_DATA FOR THIS EXERCISE_.
★ ★ ★ ★
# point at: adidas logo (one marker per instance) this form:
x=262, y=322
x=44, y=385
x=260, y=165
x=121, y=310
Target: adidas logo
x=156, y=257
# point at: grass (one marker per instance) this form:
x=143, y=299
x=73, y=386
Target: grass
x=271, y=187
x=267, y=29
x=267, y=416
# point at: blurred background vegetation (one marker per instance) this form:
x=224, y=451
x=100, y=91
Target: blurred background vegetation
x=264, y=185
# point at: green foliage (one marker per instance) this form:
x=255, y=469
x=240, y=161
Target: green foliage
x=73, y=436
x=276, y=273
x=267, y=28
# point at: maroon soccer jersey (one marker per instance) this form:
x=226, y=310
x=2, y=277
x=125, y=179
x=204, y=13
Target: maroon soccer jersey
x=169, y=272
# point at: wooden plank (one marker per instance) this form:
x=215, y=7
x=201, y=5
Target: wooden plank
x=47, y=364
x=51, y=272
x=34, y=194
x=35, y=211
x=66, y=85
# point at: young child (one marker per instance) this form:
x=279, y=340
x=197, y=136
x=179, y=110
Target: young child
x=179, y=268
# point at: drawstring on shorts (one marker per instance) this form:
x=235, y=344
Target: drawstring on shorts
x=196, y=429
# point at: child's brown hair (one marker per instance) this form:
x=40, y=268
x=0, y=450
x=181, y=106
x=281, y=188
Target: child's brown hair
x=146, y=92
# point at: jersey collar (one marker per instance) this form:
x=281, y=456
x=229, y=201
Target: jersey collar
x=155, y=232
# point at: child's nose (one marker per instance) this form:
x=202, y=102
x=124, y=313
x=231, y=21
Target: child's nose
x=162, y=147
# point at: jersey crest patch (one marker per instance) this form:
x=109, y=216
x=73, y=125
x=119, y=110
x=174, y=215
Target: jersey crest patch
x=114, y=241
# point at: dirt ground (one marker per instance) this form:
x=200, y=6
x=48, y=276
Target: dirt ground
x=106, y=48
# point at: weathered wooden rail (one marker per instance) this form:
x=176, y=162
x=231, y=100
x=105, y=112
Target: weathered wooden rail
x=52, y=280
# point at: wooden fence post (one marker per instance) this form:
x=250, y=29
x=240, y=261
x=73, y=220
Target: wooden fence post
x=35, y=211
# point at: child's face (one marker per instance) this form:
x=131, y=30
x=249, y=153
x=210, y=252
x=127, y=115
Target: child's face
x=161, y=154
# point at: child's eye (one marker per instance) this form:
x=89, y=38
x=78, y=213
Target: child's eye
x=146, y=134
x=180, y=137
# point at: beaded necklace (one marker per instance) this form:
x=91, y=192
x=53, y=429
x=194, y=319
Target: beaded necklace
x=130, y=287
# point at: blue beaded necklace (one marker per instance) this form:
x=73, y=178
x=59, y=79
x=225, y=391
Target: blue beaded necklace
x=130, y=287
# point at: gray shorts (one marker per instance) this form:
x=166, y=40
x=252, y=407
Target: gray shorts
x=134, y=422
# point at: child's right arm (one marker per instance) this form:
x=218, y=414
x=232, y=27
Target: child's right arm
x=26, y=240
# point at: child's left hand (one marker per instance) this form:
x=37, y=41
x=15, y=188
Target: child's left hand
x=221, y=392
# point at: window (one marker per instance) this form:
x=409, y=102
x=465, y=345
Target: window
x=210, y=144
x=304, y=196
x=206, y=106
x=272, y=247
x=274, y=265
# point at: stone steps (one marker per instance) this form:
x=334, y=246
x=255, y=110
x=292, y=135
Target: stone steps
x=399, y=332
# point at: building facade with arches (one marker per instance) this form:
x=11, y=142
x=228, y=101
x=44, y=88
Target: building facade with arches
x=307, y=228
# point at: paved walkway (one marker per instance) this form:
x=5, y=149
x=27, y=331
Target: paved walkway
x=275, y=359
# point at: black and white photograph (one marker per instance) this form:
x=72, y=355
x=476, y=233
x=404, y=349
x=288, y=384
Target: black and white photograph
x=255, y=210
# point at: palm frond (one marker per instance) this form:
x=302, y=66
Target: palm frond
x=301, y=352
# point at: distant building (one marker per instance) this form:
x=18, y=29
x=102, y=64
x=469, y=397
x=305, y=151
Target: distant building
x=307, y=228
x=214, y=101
★ ★ ★ ★
_REQUIREMENT_. The whole set of records needs to be written out exactly.

_RESULT OF THE EXERCISE_.
# point at: adidas logo (one marker per instance) this form:
x=262, y=322
x=44, y=385
x=260, y=165
x=121, y=310
Target: adidas logo
x=156, y=257
# point at: grass (one marker per instance) this form:
x=143, y=299
x=73, y=386
Target: grass
x=271, y=187
x=267, y=29
x=267, y=416
# point at: blurred background vegetation (one marker per instance) this form:
x=224, y=451
x=100, y=91
Target: blurred background vegetation
x=264, y=185
# point at: green foliage (one marker per instance) this form:
x=255, y=469
x=240, y=161
Target: green foliage
x=73, y=436
x=276, y=273
x=267, y=28
# point at: maroon soccer jersey (one marker per instance) this form:
x=226, y=310
x=2, y=277
x=125, y=179
x=204, y=13
Target: maroon soccer jersey
x=169, y=272
# point at: wooden plank (one marker per instance) this form:
x=215, y=7
x=201, y=5
Target: wooden plank
x=47, y=364
x=51, y=272
x=34, y=194
x=35, y=211
x=66, y=85
# point at: young child (one marker per instance) this form:
x=279, y=340
x=197, y=136
x=179, y=110
Target: young child
x=179, y=268
# point at: drawstring on shorts (one marker per instance) this form:
x=235, y=344
Target: drawstring on shorts
x=196, y=429
# point at: child's brown hair (one marker per instance) this form:
x=40, y=268
x=0, y=450
x=181, y=106
x=281, y=188
Target: child's brown hair
x=146, y=92
# point at: jersey collar (one marker per instance) this form:
x=281, y=456
x=229, y=201
Target: jersey collar
x=155, y=232
# point at: child's nose (one marker per instance) this form:
x=202, y=102
x=124, y=313
x=231, y=21
Target: child's nose
x=162, y=147
# point at: jersey crest patch (one marker per instance) this form:
x=109, y=216
x=73, y=125
x=119, y=110
x=174, y=215
Target: jersey crest patch
x=114, y=241
# point at: dirt ground (one marker per instance) this form:
x=200, y=6
x=48, y=276
Target: dirt ground
x=106, y=48
# point at: weathered wooden rail (one marker per instance) this form:
x=176, y=162
x=231, y=100
x=105, y=112
Target: weathered wooden rail
x=52, y=280
# point at: wooden fence post (one marker per instance) this form:
x=250, y=29
x=240, y=261
x=73, y=220
Target: wooden fence post
x=35, y=211
# point at: child's face (one marker per instance) this form:
x=131, y=30
x=249, y=153
x=210, y=252
x=127, y=115
Target: child's face
x=161, y=154
# point at: child's eye (one marker per instance) this form:
x=89, y=38
x=78, y=213
Target: child's eye
x=146, y=134
x=180, y=137
# point at: beaded necklace (one marker per instance) this form:
x=91, y=192
x=53, y=429
x=194, y=319
Target: beaded necklace
x=130, y=287
# point at: blue beaded necklace (one marker per instance) this form:
x=73, y=178
x=59, y=79
x=225, y=391
Target: blue beaded necklace
x=130, y=287
# point at: gray shorts (one marker per instance) this form:
x=166, y=40
x=252, y=407
Target: gray shorts
x=134, y=422
# point at: child's right arm (one marker per instance) this form:
x=218, y=414
x=232, y=27
Target: child's right arm
x=26, y=240
# point at: child's left hand (one marker per instance) this form:
x=37, y=41
x=15, y=188
Target: child's left hand
x=221, y=392
# point at: window (one marker per instance) this form:
x=409, y=102
x=465, y=345
Target: window
x=210, y=144
x=304, y=196
x=206, y=106
x=272, y=247
x=274, y=265
# point at: stone steps (one marker per instance) this form:
x=334, y=246
x=255, y=110
x=292, y=135
Target: stone steps
x=399, y=332
# point at: building facade with arches (one marker per instance) this form:
x=11, y=142
x=228, y=101
x=44, y=88
Target: building facade with arches
x=307, y=228
# point at: paved walkway (one marker per instance) this form:
x=5, y=149
x=27, y=331
Target: paved walkway
x=275, y=359
# point at: black and white photograph (one marker per instance) this form:
x=72, y=355
x=476, y=233
x=404, y=349
x=288, y=384
Target: black and white photograph
x=255, y=210
# point at: palm frond (one marker per instance) this form:
x=302, y=66
Target: palm frond
x=301, y=352
# point at: distant building (one marker per instance) this form:
x=18, y=29
x=102, y=64
x=469, y=397
x=305, y=151
Target: distant building
x=307, y=228
x=214, y=101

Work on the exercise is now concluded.